(Exercise description): Among the entries below, one stretch runs from the line that contains "the stone monument" through the line that contains "of the dark". Repeat that stretch exactly, ends included, and only that.

• • • • •

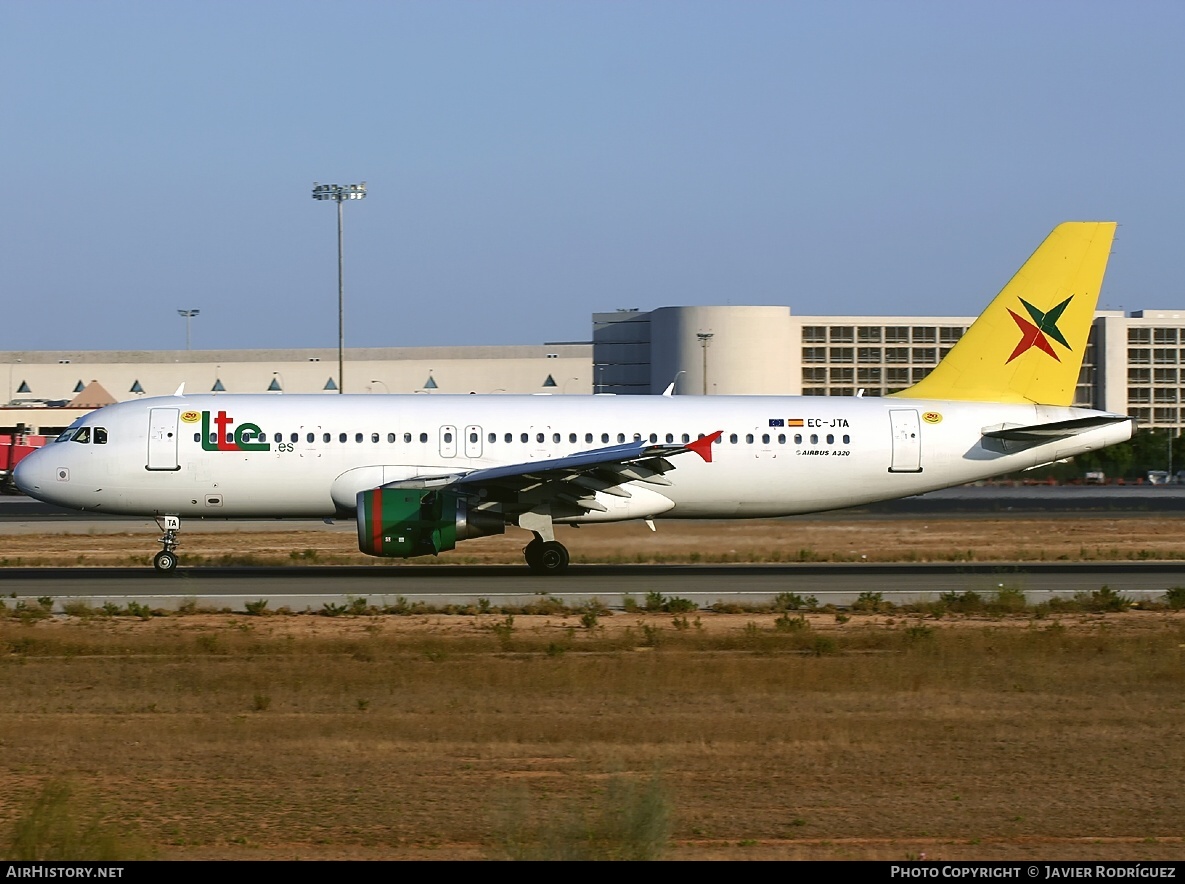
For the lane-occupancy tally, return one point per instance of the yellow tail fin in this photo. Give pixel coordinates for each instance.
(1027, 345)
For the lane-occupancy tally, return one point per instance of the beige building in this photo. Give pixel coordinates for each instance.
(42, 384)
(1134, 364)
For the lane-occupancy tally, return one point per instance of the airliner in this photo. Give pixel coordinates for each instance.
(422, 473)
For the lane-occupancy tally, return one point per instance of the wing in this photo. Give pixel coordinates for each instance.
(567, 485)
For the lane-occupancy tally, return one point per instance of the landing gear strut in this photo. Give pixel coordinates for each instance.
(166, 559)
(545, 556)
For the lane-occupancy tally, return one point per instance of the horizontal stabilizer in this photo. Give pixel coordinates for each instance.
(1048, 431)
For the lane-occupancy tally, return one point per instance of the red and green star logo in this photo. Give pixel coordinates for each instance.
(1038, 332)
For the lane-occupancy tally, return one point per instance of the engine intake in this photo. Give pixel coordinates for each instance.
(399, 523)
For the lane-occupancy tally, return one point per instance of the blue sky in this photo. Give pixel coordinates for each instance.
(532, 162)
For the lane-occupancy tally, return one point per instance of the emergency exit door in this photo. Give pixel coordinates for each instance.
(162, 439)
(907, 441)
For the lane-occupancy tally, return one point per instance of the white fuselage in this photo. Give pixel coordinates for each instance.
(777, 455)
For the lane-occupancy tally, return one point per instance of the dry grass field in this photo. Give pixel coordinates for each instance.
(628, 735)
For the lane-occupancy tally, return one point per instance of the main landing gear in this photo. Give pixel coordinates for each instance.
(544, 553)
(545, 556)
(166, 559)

• • • • •

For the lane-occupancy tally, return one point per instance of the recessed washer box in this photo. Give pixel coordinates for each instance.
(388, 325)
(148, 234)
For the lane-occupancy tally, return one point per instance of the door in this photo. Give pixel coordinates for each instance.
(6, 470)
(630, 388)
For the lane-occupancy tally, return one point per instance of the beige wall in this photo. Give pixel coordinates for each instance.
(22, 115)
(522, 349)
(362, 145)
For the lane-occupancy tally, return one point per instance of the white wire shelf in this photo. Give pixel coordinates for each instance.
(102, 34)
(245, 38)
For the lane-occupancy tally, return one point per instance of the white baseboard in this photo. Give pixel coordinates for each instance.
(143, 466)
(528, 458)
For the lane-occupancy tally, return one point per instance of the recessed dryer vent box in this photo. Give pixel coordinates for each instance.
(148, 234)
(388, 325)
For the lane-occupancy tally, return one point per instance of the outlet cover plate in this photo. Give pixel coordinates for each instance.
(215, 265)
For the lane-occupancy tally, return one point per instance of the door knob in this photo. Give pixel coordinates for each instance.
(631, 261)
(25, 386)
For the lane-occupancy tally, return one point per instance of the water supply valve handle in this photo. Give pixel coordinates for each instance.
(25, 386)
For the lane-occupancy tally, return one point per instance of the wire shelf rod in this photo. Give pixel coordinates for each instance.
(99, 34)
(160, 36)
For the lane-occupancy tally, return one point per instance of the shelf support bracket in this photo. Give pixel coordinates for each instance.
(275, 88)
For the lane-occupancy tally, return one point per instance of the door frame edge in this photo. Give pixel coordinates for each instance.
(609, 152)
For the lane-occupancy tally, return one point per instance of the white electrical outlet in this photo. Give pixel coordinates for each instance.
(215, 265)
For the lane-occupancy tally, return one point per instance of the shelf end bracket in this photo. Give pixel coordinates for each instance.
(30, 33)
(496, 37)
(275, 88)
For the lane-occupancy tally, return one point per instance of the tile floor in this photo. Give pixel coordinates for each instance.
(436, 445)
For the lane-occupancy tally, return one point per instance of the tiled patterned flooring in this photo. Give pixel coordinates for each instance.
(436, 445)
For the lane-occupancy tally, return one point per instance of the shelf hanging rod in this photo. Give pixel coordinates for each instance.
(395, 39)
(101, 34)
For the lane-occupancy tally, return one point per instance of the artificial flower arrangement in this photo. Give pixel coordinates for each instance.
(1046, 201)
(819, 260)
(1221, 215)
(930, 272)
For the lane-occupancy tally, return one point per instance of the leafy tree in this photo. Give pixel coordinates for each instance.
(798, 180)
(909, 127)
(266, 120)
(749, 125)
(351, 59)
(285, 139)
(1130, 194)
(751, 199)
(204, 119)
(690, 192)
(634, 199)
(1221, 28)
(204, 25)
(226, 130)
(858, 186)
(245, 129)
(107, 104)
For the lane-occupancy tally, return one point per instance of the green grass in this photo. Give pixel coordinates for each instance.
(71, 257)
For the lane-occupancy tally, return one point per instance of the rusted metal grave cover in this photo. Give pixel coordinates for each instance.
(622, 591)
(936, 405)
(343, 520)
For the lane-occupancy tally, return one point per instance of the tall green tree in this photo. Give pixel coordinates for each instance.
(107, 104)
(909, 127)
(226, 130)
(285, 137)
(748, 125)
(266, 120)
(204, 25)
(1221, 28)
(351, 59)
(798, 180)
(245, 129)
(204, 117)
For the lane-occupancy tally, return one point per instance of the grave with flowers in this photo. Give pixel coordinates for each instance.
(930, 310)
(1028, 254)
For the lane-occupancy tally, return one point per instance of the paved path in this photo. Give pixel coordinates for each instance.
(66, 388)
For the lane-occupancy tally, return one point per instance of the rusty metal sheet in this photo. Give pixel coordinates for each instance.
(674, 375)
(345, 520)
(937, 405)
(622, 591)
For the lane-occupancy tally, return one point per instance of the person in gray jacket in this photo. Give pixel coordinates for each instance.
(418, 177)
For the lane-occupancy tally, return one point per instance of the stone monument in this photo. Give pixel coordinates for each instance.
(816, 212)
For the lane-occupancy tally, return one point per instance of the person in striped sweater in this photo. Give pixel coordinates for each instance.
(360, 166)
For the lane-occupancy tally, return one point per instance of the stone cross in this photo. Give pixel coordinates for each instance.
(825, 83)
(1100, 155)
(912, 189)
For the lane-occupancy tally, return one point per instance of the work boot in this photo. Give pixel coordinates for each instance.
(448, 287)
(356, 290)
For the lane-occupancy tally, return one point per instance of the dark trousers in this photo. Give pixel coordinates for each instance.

• • • • •

(Task output):
For the lane-occupancy tally, return one point per instance of the stone monument in this photo. Give pixel coordinates for each instance.
(816, 212)
For the lane-occupancy tally, return one point per instance of the person in striped sweater in this photo. Give pixel coordinates for each instance.
(360, 166)
For the lane-occupancy tally, return one point per instance of the stone cross in this photo. Give pixel coordinates for each instance.
(825, 83)
(1100, 155)
(912, 189)
For the lane-occupancy tally, return one point per instance of the work boot in this photo. Give pixel coordinates for each instance.
(448, 287)
(356, 290)
For the lane-occupancy tally, return one point per instance of the dark trousers in this photo. Give pixel coordinates for each instance.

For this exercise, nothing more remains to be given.